Фрагмент текста:
_ _ _ _ _ _ _
Естественнее тот же призыв слышать от г. Городецкого, которому в его первой книге «Ярь» действительно удалось передать в стихах переживания примитивные, первобытные. Развивая мысль г. Гумилева, г. Городецкий пишет, что «борьба между акмеизмом и символизмом» есть «борьба за землю». Символизм «заполнил мир соответствиями, обратил его в фантом, важный лишь постольку, поскольку он сквозит и просвечивает иными мирами, и умалил его высокую самоценность. У акмеистов опять роза стала хороша сама по себе» и т. д. На привычном языке такое отношение художника к миру называется не «акмеизмом», а «наивным реализмом», и г. Городецкий, видимо, желает нас вернуть к теориям искусства, имевшим свой успех лет 50 тому назад. Чтобы спорить с ним, пришлось бы повторять доводы, давно прекрасно формулированные рядом мыслителей, писавших о искусстве, хотя бы Карлом Гроосом. Пришлось бы опять спрашивать: если роза хороша сама по себе, то не лучше ли поставить у себя на столе в стакане с водой живую розу, чем сочинять или читать стихи о ней?
Предугадывая неизбежное обвинение в наивном реализме, г. Городецкий уверяет, что акмеизм отличается от реализма «присутствием того химического синтеза, сплавляющего явления с поэтом, который сниться никакому реалисту не может». Такое уверение остается ничего не значащей «отговоркой», потому что так и не объяснено автором, о каком таком «химическом синтезе» он говорит. Никакой поэт, будь он по убеждениям реалист, символист или акмеист, и не может представить никакое явление иначе, как «сплавленное» с собой. Это зависит уже не от школы, а от той старой истины, что «мир есть мое представление». И как связывается у г. Городецкого проповедь такого субъективизма в поэзии с утверждением, что «роза хороша сама по себе» (значит, независимо «от химического синтеза, сплавляющего» и т. д.), – тоже остается неизвестно.
_ _ _ _ _ _ _
Исходный материал:
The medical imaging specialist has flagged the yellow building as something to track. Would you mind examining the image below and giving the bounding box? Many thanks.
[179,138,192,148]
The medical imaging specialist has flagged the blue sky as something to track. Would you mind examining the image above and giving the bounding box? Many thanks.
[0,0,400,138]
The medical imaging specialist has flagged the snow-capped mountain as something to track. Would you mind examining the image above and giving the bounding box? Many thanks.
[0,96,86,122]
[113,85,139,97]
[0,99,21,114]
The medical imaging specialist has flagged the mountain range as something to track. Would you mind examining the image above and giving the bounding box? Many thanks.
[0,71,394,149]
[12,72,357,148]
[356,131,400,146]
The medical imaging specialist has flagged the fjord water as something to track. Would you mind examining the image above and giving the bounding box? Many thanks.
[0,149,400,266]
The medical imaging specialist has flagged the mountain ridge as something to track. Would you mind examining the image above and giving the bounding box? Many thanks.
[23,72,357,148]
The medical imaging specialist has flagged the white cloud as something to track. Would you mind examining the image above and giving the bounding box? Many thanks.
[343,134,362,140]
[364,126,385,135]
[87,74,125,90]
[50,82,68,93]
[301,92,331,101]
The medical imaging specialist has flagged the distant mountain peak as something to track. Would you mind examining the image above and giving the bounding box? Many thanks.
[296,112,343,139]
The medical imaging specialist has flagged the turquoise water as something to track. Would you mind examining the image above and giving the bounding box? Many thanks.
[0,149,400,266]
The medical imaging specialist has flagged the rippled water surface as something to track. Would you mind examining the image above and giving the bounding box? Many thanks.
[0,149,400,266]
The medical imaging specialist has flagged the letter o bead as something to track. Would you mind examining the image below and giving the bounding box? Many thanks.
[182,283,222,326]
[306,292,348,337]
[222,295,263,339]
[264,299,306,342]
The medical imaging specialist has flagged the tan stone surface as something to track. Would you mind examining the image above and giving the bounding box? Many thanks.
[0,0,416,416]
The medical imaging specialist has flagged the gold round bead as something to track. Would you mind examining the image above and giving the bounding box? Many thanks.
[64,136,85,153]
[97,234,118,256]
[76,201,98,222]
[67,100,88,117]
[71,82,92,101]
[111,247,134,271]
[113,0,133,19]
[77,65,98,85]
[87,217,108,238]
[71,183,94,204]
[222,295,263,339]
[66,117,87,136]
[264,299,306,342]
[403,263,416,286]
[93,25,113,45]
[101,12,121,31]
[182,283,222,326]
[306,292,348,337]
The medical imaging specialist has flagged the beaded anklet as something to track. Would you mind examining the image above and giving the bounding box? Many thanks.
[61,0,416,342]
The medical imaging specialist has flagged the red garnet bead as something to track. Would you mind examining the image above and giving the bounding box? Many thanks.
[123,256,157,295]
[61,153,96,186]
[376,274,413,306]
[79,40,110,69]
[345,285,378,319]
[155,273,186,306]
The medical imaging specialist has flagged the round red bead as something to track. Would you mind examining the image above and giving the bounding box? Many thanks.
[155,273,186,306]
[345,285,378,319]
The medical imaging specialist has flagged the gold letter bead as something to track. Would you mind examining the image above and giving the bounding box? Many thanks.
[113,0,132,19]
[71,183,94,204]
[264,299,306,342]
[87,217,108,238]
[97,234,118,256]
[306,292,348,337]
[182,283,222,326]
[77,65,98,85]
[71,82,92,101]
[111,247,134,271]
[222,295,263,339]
_ _ _ _ _ _ _
Задания:
- A) Как называется первая книга Городецкого, о которой говорится в отрывке об акмеизме?
- B) Выведите часть отрывка об акмеизме: начните со слов «Предугадывая неизбежное обвинение» и остановитесь после слов «тоже остается неизвестно.».
- C) Перечислите всех людей, которые названы по фамилии в отрывке об акмеизме.

Ответы:
- A) «Ярь».

- B)
Предугадывая неизбежное обвинение в наивном реализме, г. Городецкий уверяет, что акмеизм отличается от реализма «присутствием того химического синтеза, сплавляющего явления с поэтом, который сниться никакому реалисту не может». Такое уверение остается ничего не значащей «отговоркой», потому что так и не объяснено автором, о каком таком «химическом синтезе» он говорит. Никакой поэт, будь он по убеждениям реалист, символист или акмеист, и не может представить никакое явление иначе, как «сплавленное» с собой. Это зависит уже не от школы, а от той старой истины, что «мир есть мое представление». И как связывается у г. Городецкого проповедь такого субъективизма в поэзии с утверждением, что «роза хороша сама по себе» (значит, независимо «от химического синтеза, сплавляющего» и т. д.), – тоже остается неизвестно.

- C) Городецкий, Гумилев, Карл Гроос.